INSTRUCTIONS FOR THE TASK:
All entries below are to be set down again exactly as given.

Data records
▼▼▼

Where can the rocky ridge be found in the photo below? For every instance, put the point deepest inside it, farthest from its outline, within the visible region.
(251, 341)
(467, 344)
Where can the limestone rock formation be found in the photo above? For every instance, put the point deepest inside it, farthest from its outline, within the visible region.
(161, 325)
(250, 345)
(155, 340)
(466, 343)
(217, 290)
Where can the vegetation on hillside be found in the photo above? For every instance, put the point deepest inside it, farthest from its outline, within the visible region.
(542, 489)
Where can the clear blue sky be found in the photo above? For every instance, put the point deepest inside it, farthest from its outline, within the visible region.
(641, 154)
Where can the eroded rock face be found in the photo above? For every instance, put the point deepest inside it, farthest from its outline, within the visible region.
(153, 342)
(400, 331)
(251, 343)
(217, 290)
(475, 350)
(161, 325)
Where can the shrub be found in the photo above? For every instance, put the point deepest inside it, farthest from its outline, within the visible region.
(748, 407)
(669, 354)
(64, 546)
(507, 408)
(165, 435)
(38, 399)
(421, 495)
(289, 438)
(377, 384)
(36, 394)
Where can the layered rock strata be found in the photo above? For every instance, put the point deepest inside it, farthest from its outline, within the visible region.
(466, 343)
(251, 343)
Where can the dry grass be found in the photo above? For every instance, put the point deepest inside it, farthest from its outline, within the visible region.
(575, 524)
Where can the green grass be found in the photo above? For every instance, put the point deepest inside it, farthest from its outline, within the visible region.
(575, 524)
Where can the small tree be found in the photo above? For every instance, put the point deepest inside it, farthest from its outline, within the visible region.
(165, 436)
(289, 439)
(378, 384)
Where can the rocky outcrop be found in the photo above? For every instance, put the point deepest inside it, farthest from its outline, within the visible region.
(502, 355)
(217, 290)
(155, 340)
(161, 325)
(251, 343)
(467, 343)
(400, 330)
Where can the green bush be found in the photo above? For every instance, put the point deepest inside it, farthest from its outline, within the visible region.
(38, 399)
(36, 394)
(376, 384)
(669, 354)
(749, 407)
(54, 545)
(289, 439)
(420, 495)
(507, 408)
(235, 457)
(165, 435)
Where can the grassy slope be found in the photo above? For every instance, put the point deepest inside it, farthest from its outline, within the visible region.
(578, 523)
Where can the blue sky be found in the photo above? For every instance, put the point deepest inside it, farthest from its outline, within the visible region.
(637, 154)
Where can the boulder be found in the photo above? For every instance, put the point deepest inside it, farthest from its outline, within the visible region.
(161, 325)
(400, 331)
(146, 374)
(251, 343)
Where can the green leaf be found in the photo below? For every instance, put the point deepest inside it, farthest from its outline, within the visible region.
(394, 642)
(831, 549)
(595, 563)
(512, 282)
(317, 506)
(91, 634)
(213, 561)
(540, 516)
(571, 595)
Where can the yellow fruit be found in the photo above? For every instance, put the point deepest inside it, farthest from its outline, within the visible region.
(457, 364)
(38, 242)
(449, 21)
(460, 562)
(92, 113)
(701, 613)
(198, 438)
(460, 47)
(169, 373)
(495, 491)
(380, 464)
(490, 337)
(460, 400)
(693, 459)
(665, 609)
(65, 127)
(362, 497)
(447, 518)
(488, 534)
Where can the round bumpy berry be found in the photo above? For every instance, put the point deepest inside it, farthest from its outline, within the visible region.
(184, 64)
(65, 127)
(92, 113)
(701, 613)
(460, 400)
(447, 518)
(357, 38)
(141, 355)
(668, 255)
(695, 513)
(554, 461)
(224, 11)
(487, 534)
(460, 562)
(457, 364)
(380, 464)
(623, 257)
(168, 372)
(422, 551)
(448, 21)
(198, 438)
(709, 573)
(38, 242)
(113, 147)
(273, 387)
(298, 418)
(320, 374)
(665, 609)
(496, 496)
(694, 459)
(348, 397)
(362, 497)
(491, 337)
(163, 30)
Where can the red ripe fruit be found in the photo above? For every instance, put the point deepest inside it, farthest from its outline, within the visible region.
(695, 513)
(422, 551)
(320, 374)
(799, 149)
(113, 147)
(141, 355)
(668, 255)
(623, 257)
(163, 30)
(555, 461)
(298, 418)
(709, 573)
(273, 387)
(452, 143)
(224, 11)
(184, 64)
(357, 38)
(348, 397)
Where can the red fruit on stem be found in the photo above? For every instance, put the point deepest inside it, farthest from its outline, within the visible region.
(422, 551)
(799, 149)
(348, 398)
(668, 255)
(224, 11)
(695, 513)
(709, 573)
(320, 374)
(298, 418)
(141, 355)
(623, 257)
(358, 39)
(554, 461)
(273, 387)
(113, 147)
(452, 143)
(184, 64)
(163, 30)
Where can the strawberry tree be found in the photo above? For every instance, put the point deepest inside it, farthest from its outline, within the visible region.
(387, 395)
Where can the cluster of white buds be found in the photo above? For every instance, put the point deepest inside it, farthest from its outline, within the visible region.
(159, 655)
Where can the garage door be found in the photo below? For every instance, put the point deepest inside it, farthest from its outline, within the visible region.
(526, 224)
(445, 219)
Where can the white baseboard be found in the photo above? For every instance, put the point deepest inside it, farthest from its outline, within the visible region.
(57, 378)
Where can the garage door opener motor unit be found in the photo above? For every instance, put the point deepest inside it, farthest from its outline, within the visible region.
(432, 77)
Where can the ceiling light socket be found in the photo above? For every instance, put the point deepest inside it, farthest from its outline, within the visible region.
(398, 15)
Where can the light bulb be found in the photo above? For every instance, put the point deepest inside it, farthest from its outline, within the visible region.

▲▲▲

RESPONSE TO THE EXERCISE:
Where can the rocky ridge be found in the photo below? For every instance, put the point deepest inside it, farthest from its outline, within the visible region.
(251, 341)
(467, 344)
Where can the limestone rock formation be found in the photo above? For every instance, put the point deepest inside it, farthest from its outline, within the visible region.
(161, 325)
(250, 345)
(155, 340)
(466, 343)
(217, 290)
Where can the vegetation on hillside be found in the photo above? For every instance, put the point deepest inside it, farthest from its outline, within the visible region.
(542, 489)
Where can the clear blue sky be found in the photo above? For every instance, put the point deepest inside it, farthest from its outline, within the visible region.
(641, 154)
Where can the eroded rock face be found in the photo above? For every instance, put the point deepest inside it, farthest from its outline, within the visible region.
(153, 342)
(400, 331)
(251, 343)
(217, 290)
(475, 350)
(161, 325)
Where can the shrub be found in the photo above? For every instance, put the point deepest inside it, farthest from its outline, within the visible region.
(748, 407)
(669, 354)
(64, 546)
(507, 408)
(165, 435)
(38, 399)
(421, 495)
(289, 438)
(377, 384)
(36, 394)
Where can the layered rock strata be found in the photo above? For every instance, put the point deepest inside it, farthest from its outline, within the visible region.
(466, 343)
(251, 343)
Where can the dry grass be found in the photo above? For every instance, put the point deepest inside it, farthest from its outline, within the visible region.
(575, 524)
Where can the green grass be found in the photo above? For every instance, put the point deepest inside it, farthest from its outline, within the visible region.
(575, 524)
Where can the small tree be found in the photo above? For every instance, put the point deepest inside it, farthest from its outline, within the visible region.
(165, 436)
(289, 439)
(378, 384)
Where can the rocky outcrop be found in the photo above? For every instance, put the point deepest inside it, farthest from its outline, within the visible region.
(502, 355)
(217, 290)
(155, 340)
(161, 325)
(251, 343)
(467, 343)
(400, 330)
Where can the green bush be found in the photo above? For every instance, put the point deepest inside it, farthest from its outline, within the visible region.
(38, 399)
(36, 394)
(376, 384)
(669, 354)
(749, 407)
(54, 545)
(289, 439)
(420, 495)
(507, 408)
(235, 457)
(165, 435)
Where can the grassy slope be found in the photo above? For every instance, put the point deepest inside it, farthest from its outline, within the visible region.
(578, 523)
Where can the blue sky be found in the photo above? For every instance, put the point deepest inside it, farthest from its outline, within the visible region.
(637, 154)
Where can the boulder be found in the photo above? For every instance, put the point deepest inside it, farthest from its outline, within the visible region.
(161, 325)
(400, 331)
(146, 374)
(251, 343)
Where can the green leaf be found in the photo below? For every instance, put the point deepest inside it, farthest from its outline, within the visible region.
(394, 642)
(831, 549)
(595, 563)
(512, 282)
(317, 506)
(91, 634)
(213, 561)
(540, 516)
(571, 595)
Where can the yellow fruit be found in the photo above? For every instance, put the point deepest inside it, farthest from its outline, within the visible region.
(457, 364)
(38, 242)
(449, 21)
(460, 562)
(92, 113)
(701, 613)
(198, 438)
(460, 47)
(169, 373)
(495, 491)
(380, 464)
(490, 337)
(460, 400)
(693, 459)
(665, 609)
(65, 127)
(362, 497)
(447, 518)
(488, 534)
Where can the round bumpy berry be found in the photo above? For every instance, put the point deepest inside it, farthest from its outline, within the visible region.
(184, 64)
(65, 127)
(92, 113)
(701, 613)
(460, 400)
(447, 518)
(357, 38)
(141, 355)
(668, 255)
(695, 513)
(554, 461)
(224, 11)
(487, 534)
(460, 562)
(457, 364)
(380, 464)
(623, 257)
(168, 372)
(422, 551)
(448, 21)
(198, 438)
(709, 573)
(38, 242)
(113, 147)
(273, 387)
(298, 418)
(320, 374)
(665, 609)
(496, 496)
(694, 459)
(348, 397)
(362, 497)
(491, 337)
(163, 30)
Where can the red ripe fruit be found in the photo above? For every instance, put the point deepest inside it, farthest from its outline, within the visible region.
(695, 513)
(422, 551)
(320, 374)
(799, 149)
(113, 147)
(141, 355)
(668, 255)
(623, 257)
(163, 30)
(555, 461)
(298, 418)
(709, 573)
(273, 387)
(452, 143)
(224, 11)
(184, 64)
(357, 38)
(348, 397)
Where can the red fruit on stem be found in the photo above? For every instance, put the point deepest inside it, farthest from its outline, within the visible region.
(422, 551)
(799, 149)
(348, 398)
(668, 255)
(224, 11)
(695, 513)
(709, 573)
(320, 374)
(298, 418)
(141, 355)
(623, 257)
(358, 39)
(554, 461)
(273, 387)
(113, 147)
(452, 143)
(184, 64)
(163, 30)
Where can the strawberry tree be found in the photo above? For every instance, put the point deepest inside it, farthest from its outline, within the visible region.
(387, 395)
Where can the cluster of white buds be found in the photo above? For every instance, put the point deepest inside it, farthest from its outline, within the visible region.
(159, 655)
Where can the garage door be found in the photo below? For every instance, put the point deepest inside it, farthest from its outline, within the visible region.
(526, 224)
(445, 219)
Where can the white baseboard be found in the photo above? For every instance, put the point deepest inside it, farthest from its outline, within the visible region.
(57, 378)
Where can the garage door opener motor unit be found in the photo above? For every instance, put the point deepest inside it, farthest from its outline, within the visible region.
(432, 77)
Where can the ceiling light socket be found in the photo above? For every instance, put the point deepest inside it, farthest from its outline, within the visible region.
(398, 15)
Where can the light bulb be found in the photo above? For every instance, put the point deepest inside it, farthest from its outline, within the visible region.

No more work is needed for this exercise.